Penggalan Teks:
*-*-*
The
Rollies adalah sebuah grup musik jazz rock, pop, soul funk asal Indonesia yang dibentuk di Bandung pada tahun 1965 dan sempat populer pada era 60-an sampai dengan akhir 90-an. Para personelnya antara lain terdiri dari Bangun Sugito (vokal), Delly Joko Arifin (keyboards/vokal), dan Teungku Zulian Iskandar (saxophone), Benny Likumahuwa (trombon), dan Bonny Nurdaya (gitar), Oetje F Tekol (bass), Jimmie Manopo (drum), Didit Maruto (Trumpet) dan juga pendiri dan mantan personelnya mendiang Deddy Stanzah dan Iwan Krisnawan.
Perjalanan karier
= Awal terbentuk
=
The
Rollies terbentuk atas gagasan Deddy Sutansyah yang kemudian lebih dikenal sebagai Deddy Stanzah. Di pertengahan tahun 1964 Deddy mengajak seorang drummer, Iwan Krisnawan, dan gitaris, Tengku Zulian Iskandar Madian, dari kelompok Delimas serta Delly dari kelompok Genta Istana. Deddy lalu memilih nama
Rollies sebagai identitas baru dari nama bandnya itu.
*-*-*
Data Tercatat:
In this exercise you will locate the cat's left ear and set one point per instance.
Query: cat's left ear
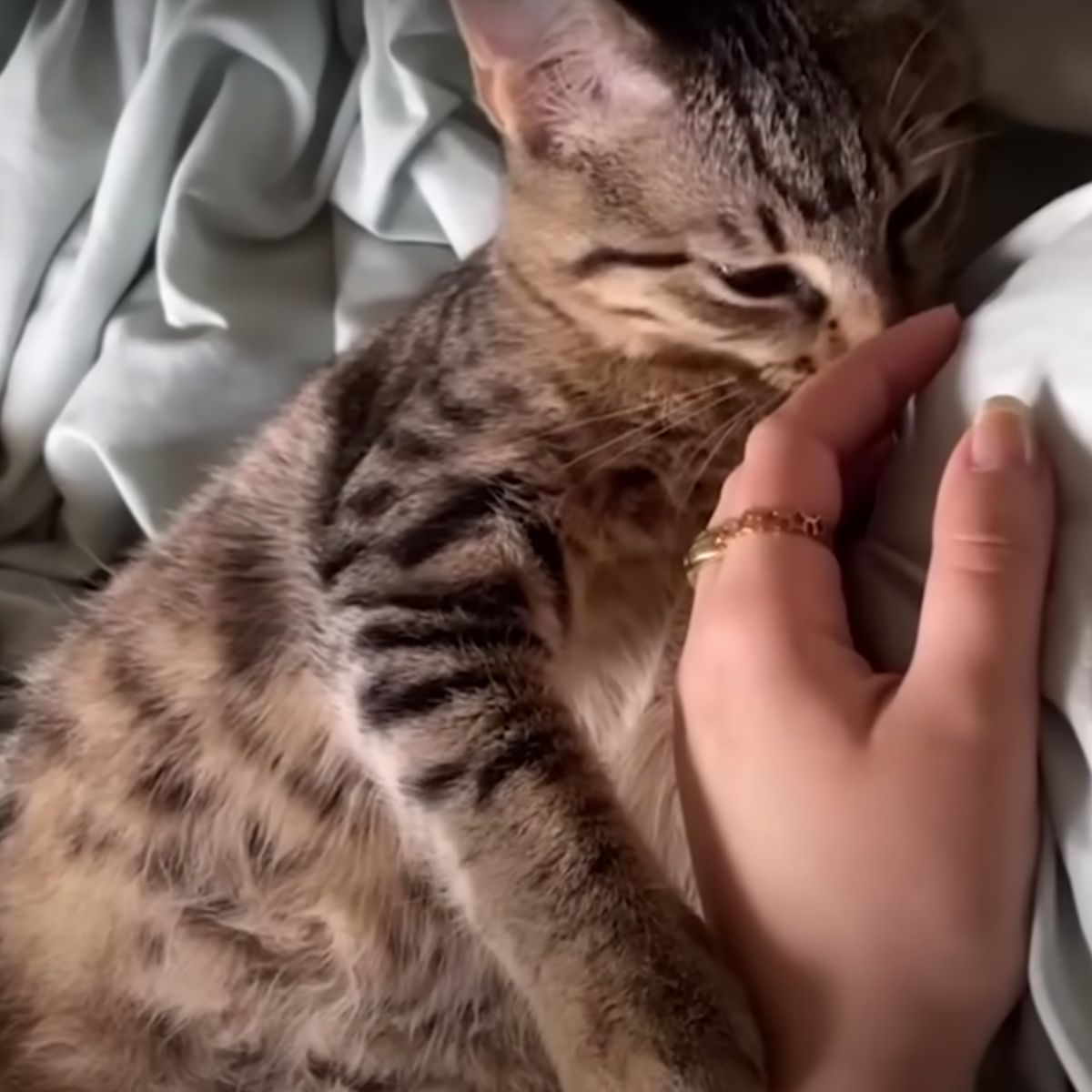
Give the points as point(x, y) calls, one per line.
point(550, 72)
*-*-*
Soal Latihan 1:
Tulis ulang bagian penggalan teks tentang The Rollies, mulai dari "Perjalanan karier" dan terus hingga "nama bandnya itu.", dengan menukar "kelompok" menjadi "grup".
Soal Latihan 2:
Sebutkan semua alat musik yang dicantumkan di dalam tanda kurung setelah nama para personel dalam penggalan teks tentang The Rollies.
Baris-baris data tersebut diambil dari sumber yang berbeda.

Hasil Tugas 1:
Perjalanan karier
= Awal terbentuk
=
The
Rollies terbentuk atas gagasan Deddy Sutansyah yang kemudian lebih dikenal sebagai Deddy Stanzah. Di pertengahan tahun 1964 Deddy mengajak seorang drummer, Iwan Krisnawan, dan gitaris, Tengku Zulian Iskandar Madian, dari grup Delimas serta Delly dari grup Genta Istana. Deddy lalu memilih nama
Rollies sebagai identitas baru dari nama bandnya itu.

Hasil Tugas 2:
keyboards, saxophone, trombon, gitar, bass, drum, Trumpet